TEXT:

Kevin Williamson of National Review Online explores the role of government policies in promoting rising prices.
… [A]lmost all of the consumer-price inflation we’ve experienced in recent years — 88 percent of it — has come from four heavily regulated, partly government-run sectors: health-care services, housing, education, and prescription drugs. Of the four, health-care services is easily the most significant driver of inflation, followed by (in order) housing, education, and prescription pharmaceuticals. P. J. O’Rourke’s famous prediction about health care — “If you think it’s expensive now, wait until it’s free” — is turning out to be prescient, and the hilariously misnamed Affordable Care Act is expected to drive many medical expenses higher, including (the sums are staggering) the expense of Medicaid fraud.
The perverse fact is that government efforts to make politically important goods such as education and health care less expensive make them more expensive. This is because most government programs are designed as though supply and demand do not actually exist, or as though they are optional. Consider not only Obamacare but all of the other efforts we’ve made over the past several decades to make health care more affordable. None of those programs subtracts from the number of Americans needing or desiring medical services; none of them adds to the number of physicians, dentists, nurses, or pharmacists available to meet that demand, or to the number of hospital beds, clinics, or pharmaceutical factories. Demand is what it is, and supply is what it is, and the government simply dumps money into the equation. A larger quantity of money chasing an unchanged supply of goods is something close to the classical definition of inflation, so it is no surprise to see medical prices increasing far more rapidly than those of other consumer goods.

ASSIGNED TASK: Reproduce word for word the passage of the inflation text between "Kevin Williamson of" and "of Medicaid fraud.", inclusive.

LISTED RECORDS:
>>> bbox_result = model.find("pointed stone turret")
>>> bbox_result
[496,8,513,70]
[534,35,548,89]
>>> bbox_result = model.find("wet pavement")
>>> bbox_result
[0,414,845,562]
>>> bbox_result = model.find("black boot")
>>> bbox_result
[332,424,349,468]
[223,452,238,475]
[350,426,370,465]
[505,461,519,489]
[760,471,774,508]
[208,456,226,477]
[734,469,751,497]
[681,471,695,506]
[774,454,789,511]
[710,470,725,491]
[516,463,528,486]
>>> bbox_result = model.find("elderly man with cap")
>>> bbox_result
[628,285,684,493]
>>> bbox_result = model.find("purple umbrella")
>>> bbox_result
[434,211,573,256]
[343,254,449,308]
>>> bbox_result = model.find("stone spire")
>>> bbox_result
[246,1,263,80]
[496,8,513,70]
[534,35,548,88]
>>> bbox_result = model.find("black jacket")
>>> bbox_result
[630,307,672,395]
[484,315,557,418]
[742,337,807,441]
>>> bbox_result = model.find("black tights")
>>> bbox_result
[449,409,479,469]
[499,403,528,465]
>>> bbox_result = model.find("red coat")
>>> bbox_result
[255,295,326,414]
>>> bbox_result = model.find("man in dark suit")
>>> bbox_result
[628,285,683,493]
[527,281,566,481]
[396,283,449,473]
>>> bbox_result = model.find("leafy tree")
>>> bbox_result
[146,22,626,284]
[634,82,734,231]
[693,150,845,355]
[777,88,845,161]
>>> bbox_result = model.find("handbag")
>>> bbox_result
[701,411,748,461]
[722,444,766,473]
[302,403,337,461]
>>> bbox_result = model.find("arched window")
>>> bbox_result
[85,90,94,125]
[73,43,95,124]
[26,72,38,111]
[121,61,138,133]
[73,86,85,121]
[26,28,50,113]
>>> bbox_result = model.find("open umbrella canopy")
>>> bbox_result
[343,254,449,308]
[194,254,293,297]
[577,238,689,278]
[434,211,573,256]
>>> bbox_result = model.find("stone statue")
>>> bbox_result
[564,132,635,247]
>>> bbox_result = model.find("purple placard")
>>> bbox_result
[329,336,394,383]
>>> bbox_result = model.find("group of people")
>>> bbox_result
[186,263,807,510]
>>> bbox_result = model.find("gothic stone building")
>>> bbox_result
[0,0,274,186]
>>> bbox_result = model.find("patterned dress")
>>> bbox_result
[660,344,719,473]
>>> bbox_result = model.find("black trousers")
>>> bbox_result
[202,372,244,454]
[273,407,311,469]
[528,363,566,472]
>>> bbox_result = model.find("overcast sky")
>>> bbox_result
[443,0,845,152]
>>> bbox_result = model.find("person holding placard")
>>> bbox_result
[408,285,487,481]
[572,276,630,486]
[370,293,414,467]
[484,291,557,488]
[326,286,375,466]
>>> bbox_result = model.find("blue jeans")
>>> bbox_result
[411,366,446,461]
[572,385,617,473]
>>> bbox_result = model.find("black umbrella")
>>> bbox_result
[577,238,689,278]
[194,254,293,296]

ANSWER SECTION:
Kevin Williamson of National Review Online explores the role of government policies in promoting rising prices.
… [A]lmost all of the consumer-price inflation we’ve experienced in recent years — 88 percent of it — has come from four heavily regulated, partly government-run sectors: health-care services, housing, education, and prescription drugs. Of the four, health-care services is easily the most significant driver of inflation, followed by (in order) housing, education, and prescription pharmaceuticals. P. J. O’Rourke’s famous prediction about health care — “If you think it’s expensive now, wait until it’s free” — is turning out to be prescient, and the hilariously misnamed Affordable Care Act is expected to drive many medical expenses higher, including (the sums are staggering) the expense of Medicaid fraud.